**Instructions for the task**
Copy the span of the safety-requirements text below between "2. Engine reversers." and "compressed at both main landing gears.", inclusive, without changing a word.

**Extracted text**
These requirements involve at least all the door latches, the window controllers, the indicator lights, a motion sensor, the boot catch, and some impact sensor, and the requirements interact in ways that raise questions and may conflict. Should the boot be locked when the car is stationary but the engine is running (to prevent thefts in traffic jams, for example)? What constitutes an accident that should unlock the car (should an impact to a stationary and unoccupied car in a car park unlock the doors[iv])? What should happen if the car is commanded to lock with one of the windows open (should the window close? Should the system sound a warning alarm? Should the system refuse to lock the car?). What should happen if a door is not properly closed? Or if the engine is running? These are just some of the issues that the software developers must address.
An example of conflicting requirements and the consequences
Report on the Accident to Airbus A320-211 Aircraft in Warsaw on 14 September 1993[v]
DLH 2904 flight from Frankfurt to Warsaw progressed normally until Warsaw Okecie airport control tower warned the crew that windshear existed on approach to RWY 11, as reported by DLH 5764, that had just landed. Following the Flight Manual instructions, the Pilot used an increased approach speed and with this speed touched down on runway 11 in Okecie aerodrome. Very light touch of the runway surface with the landing gear and lack of compression of the left landing gear leg to the extent understood by the aircraft computer as the actual landing resulted in delayed deployment of the spoilers and thrust reversers. The delay was about 9 seconds. Thus the braking commenced with delay and owing to heavy rain and a strong tailwind (a storm front passed through the aerodrome area at that time) the aircraft did not stop on the runway.
As a result of the crash, one crew member and one of the passengers lost their lives. The aircraft sustained damage caused by fire.
For more details of the accident and the factors that were determined to have contributed to it, please refer to the transcription that I have referenced or to the full accident report. For the purposes of this lecture, I shall just draw attention to the description of the braking system logic
1.6.3 Structure and operation of braking system
The Braking system consists of
- 1.Ground spoilers.
- If selected "ON", the ground spoilers will extend if the following "on ground" conditions are met:
- oeither oleo struts (shock absorbers) are compressed at both main landing gears (the minimum load to compress one shock absorber being 6300 kg), or
- owheel speed is above 72 knots at both main landing gears.
2. Engine reversers.
- If selected "ON", the engine reversers will deploy if the following "on ground" condition is met:
- oshock absorbers are compressed at both main landing gears.
3. Wheel brakes.
The above mentioned conditions (wheel speed above 72 knots and both shock absorbers compressed) are not used to activate the brakes. With the primary mode of the braking system, the brakes may be used as soon as wheel speed at both landing gears is above 0.8 V_0 where V_0 is a reference speed computed by BCSU. With the alternate mode of the braking system, the brakes may be used as soon as the A/SKID-NOSE WHEEL STEERING switch has been selected to the OFF position by the crew.
We see that the aircraft had three ways to slow down:
- • the spoilers (flaps that rise on the top of the wings to disrupt the airflow over the aerofoil to stop the lift);
- • reverse thrust (mechanisms that move over the engine to deflect the engine thrust forwards), and
- • wheel brakes.
The spoilers and reverse thrust must not be deployed in the air, because to do so would cause the aircraft to crash. (A crash a few years ago was attributed to reverse thrust having been engaged in the air somehow). This is an essential safety requirement. The aircraft systems therefore need to detect that the aircraft has landed, and the quoted extract explains that this was done by detecting compression of both main landing gear struts, and by wheel sensors that detect that the wheels are rotating at 72 knots or more.

**Recorded data**
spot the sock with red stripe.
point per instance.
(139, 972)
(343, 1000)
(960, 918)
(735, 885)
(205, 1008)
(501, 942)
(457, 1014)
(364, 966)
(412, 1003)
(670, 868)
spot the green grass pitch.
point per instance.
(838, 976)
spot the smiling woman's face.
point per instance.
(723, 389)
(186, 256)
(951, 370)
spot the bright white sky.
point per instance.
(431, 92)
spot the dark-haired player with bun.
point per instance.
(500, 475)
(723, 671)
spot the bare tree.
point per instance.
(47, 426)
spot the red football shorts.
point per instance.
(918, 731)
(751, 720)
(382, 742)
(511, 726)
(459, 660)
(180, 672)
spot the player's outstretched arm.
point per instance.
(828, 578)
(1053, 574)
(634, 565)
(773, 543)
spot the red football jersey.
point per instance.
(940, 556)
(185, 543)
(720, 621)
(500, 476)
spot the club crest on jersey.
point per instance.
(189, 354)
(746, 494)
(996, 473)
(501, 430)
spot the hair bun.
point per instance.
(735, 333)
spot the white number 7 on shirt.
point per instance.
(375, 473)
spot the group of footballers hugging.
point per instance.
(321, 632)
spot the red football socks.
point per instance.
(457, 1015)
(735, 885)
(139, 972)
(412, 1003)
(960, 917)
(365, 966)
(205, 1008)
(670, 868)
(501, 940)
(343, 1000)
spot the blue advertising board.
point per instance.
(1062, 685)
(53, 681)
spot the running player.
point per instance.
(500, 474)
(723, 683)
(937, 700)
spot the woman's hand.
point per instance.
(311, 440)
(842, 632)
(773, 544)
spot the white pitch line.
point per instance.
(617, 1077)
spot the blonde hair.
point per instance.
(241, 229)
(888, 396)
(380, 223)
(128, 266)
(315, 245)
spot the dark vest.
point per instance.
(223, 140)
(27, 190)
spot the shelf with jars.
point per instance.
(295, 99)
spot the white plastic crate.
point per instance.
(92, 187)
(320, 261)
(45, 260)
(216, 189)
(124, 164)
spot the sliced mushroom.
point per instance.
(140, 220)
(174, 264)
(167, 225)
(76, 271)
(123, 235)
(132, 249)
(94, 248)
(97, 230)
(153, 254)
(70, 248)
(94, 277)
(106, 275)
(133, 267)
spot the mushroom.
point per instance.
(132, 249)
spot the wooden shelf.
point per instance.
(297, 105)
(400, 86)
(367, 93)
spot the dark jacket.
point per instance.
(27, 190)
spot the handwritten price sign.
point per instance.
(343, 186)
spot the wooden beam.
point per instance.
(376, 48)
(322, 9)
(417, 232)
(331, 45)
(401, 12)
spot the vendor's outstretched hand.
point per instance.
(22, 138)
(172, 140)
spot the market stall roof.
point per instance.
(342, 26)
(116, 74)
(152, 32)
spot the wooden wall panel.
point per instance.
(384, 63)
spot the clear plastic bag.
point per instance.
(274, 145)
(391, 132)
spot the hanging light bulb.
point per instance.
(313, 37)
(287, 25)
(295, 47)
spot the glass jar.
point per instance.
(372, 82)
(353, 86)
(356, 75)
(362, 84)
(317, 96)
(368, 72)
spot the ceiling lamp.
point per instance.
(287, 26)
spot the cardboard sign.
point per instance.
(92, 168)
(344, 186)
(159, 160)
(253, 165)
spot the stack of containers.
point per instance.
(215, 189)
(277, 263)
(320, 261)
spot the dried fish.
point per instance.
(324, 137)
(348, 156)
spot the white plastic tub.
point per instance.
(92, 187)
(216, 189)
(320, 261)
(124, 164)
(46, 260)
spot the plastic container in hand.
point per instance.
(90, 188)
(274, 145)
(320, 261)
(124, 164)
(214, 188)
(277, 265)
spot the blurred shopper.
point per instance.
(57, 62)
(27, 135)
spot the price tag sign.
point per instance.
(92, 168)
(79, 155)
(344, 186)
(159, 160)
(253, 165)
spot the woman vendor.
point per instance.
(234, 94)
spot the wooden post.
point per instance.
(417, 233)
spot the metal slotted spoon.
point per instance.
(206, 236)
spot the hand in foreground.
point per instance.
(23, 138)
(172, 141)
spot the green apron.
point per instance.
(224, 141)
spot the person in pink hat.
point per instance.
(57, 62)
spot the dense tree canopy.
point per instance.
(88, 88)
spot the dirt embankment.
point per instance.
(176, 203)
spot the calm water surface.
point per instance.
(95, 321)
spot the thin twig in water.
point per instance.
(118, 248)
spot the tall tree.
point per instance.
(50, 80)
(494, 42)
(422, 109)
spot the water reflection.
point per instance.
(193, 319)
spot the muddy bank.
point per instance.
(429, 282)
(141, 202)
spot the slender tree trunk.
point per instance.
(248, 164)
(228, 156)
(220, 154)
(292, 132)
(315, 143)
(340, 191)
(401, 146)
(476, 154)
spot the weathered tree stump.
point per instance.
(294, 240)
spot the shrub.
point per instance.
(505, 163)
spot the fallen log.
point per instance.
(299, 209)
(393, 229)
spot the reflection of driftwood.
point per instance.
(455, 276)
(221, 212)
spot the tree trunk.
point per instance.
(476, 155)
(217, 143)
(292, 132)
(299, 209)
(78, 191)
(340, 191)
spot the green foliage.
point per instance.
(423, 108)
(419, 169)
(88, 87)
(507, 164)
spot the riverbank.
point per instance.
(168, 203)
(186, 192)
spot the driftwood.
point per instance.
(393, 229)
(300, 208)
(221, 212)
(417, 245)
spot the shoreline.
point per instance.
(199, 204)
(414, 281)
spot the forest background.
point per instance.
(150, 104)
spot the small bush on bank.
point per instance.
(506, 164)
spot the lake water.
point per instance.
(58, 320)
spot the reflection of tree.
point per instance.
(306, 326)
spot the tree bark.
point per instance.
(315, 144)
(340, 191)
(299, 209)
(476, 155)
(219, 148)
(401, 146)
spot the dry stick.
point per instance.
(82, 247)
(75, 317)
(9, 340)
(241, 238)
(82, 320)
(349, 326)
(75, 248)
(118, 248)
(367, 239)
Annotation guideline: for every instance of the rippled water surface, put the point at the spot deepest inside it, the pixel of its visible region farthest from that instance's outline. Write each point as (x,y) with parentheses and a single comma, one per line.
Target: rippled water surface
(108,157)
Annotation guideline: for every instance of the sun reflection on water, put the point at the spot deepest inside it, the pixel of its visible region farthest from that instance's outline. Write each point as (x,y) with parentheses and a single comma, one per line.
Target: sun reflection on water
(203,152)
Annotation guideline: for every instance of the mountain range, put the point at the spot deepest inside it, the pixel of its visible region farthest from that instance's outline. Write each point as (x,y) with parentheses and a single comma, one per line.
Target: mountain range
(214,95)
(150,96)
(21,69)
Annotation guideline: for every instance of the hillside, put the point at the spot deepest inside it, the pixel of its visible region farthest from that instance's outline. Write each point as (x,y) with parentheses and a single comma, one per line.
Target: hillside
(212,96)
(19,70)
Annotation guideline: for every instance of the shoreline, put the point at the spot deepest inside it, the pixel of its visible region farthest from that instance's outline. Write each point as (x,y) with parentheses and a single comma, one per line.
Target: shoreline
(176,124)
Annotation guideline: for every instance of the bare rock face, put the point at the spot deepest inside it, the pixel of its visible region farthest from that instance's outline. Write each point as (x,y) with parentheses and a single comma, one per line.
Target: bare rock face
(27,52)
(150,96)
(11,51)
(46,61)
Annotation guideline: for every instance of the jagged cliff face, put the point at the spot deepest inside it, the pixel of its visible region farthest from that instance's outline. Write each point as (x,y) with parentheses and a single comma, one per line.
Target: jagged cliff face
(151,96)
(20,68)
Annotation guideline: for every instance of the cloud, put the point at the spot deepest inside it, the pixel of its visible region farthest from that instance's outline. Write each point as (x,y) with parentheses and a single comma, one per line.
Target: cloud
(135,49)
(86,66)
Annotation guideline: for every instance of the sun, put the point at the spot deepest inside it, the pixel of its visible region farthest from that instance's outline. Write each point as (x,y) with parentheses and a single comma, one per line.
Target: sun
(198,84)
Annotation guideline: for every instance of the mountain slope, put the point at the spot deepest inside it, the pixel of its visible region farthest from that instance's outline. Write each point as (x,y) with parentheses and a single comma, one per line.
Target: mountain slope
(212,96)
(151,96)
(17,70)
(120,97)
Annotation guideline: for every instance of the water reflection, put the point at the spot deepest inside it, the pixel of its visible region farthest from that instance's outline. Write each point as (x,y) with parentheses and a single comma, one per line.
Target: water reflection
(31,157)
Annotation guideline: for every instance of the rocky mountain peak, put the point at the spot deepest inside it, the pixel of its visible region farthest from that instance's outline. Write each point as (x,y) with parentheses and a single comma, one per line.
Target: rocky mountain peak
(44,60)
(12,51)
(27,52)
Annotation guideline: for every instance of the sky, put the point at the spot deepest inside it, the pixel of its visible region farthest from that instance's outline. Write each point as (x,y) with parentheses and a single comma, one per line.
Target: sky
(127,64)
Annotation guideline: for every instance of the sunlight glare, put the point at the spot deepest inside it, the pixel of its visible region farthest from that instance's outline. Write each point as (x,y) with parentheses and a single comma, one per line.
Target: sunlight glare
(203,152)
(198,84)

**Solved problem**
2. Engine reversers.
- If selected "ON", the engine reversers will deploy if the following "on ground" condition is met:
- oshock absorbers are compressed at both main landing gears.